— begin EXCERPTED TEXT —

If you're running tar(1) as a regular user, it will apply your umask by default. If you're running tar(1) as root, then you can give --no-same-permissions command line option to ask tar(1) to respect the umask.

So: either run this as a regular user:

umask 022
tar zxvf file.tar.gz

or run this as root:

umask 022
tar zxvf file.tar.gz --no-same-permissions

You might want to stick umask 022 into your ~/.bashrc, ~/.bash_profile, or ~/.profile. (See bash(1) manpage for full details on the start up files. It's complicated.)

Details on umask can be found in your shell's manpage, the umask(2) system-call manpage, or the umask(1posix) POSIX-provided utility manpage (if you have the manpages-posix installed).

2
  • umask 022 tar zxvf file.tar.gz --> this asks me for confirmation for each file separately if I want to extract it
    – Kaspar Lemmo Palgi-Unt
    Jan 29, 2012 at 14:35
  • Are you over-writing existing files when doing so?
    – sarnold
    Jan 30, 2012 at 0:30
6

Run the following commands in the root of the directory to set the desired permissions for your directories and files:

find . -type d -exec chmod 755 {} \;
find . -type f -exec chmod 644 {} \;

Be aware of the space between the closing curly bracket and the back slash

4
  • find: missing argument to `-exec'
    – Kaspar Lemmo Palgi-Unt
    Jan 25, 2012 at 16:43
  • any idea why this command says to me "find: missing argument to `-exec'"? Thanks.

— end EXCERPTED TEXT —

§ INSTRUCTIONS TO FOLLOW: Reproduce the excerpt on tar, umask, and file permissions in full, word for word.

— begin ITEMS —

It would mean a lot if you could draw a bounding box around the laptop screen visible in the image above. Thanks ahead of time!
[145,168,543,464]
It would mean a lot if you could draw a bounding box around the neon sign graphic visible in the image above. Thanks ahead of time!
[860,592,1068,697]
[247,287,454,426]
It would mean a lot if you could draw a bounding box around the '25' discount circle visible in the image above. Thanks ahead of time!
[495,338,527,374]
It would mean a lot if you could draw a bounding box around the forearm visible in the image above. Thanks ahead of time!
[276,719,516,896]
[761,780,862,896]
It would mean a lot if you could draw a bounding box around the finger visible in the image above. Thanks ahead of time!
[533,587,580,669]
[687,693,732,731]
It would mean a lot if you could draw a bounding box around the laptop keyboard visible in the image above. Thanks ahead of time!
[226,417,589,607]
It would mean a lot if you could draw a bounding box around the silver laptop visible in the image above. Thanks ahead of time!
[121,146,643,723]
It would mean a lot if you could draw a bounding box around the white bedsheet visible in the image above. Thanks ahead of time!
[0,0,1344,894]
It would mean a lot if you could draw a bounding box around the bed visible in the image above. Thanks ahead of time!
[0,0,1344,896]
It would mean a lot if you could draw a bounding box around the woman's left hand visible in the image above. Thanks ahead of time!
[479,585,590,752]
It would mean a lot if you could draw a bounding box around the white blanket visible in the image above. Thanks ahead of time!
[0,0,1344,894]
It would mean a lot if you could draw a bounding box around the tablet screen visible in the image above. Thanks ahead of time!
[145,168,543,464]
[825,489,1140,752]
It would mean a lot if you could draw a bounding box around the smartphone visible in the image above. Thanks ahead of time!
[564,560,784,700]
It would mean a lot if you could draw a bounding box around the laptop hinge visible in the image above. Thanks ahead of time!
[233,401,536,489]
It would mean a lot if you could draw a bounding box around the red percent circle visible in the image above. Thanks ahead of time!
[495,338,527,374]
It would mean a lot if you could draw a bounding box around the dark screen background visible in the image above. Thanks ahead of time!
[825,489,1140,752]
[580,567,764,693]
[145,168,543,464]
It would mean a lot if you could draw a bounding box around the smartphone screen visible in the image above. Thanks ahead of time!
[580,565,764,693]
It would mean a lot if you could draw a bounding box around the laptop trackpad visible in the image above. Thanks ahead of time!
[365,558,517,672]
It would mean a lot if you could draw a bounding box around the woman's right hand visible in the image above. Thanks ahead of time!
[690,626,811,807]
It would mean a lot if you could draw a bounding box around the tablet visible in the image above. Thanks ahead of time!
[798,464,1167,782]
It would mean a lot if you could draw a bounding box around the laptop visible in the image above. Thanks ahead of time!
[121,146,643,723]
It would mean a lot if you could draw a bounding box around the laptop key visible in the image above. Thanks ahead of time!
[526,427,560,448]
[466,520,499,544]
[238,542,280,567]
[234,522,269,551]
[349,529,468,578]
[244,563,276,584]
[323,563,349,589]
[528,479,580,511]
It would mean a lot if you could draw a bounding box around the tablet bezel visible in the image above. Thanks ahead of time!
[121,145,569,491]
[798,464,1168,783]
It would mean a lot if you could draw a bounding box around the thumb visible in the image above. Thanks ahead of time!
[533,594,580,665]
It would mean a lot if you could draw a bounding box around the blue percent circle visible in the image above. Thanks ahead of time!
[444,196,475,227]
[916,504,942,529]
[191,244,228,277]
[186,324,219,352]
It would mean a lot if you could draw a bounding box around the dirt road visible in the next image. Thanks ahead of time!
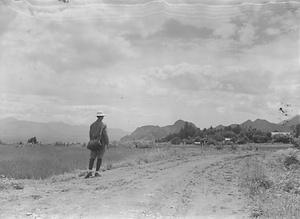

— end ITEMS —

§ WORKED ANSWER:
If you're running tar(1) as a regular user, it will apply your umask by default. If you're running tar(1) as root, then you can give --no-same-permissions command line option to ask tar(1) to respect the umask.

So: either run this as a regular user:

umask 022
tar zxvf file.tar.gz

or run this as root:

umask 022
tar zxvf file.tar.gz --no-same-permissions

You might want to stick umask 022 into your ~/.bashrc, ~/.bash_profile, or ~/.profile. (See bash(1) manpage for full details on the start up files. It's complicated.)

Details on umask can be found in your shell's manpage, the umask(2) system-call manpage, or the umask(1posix) POSIX-provided utility manpage (if you have the manpages-posix installed).

2
  • umask 022 tar zxvf file.tar.gz --> this asks me for confirmation for each file separately if I want to extract it
    – Kaspar Lemmo Palgi-Unt
    Jan 29, 2012 at 14:35
  • Are you over-writing existing files when doing so?
    – sarnold
    Jan 30, 2012 at 0:30
6

Run the following commands in the root of the directory to set the desired permissions for your directories and files:

find . -type d -exec chmod 755 {} \;
find . -type f -exec chmod 644 {} \;

Be aware of the space between the closing curly bracket and the back slash

4
  • find: missing argument to `-exec'
    – Kaspar Lemmo Palgi-Unt
    Jan 25, 2012 at 16:43
  • any idea why this command says to me "find: missing argument to `-exec'"? Thanks.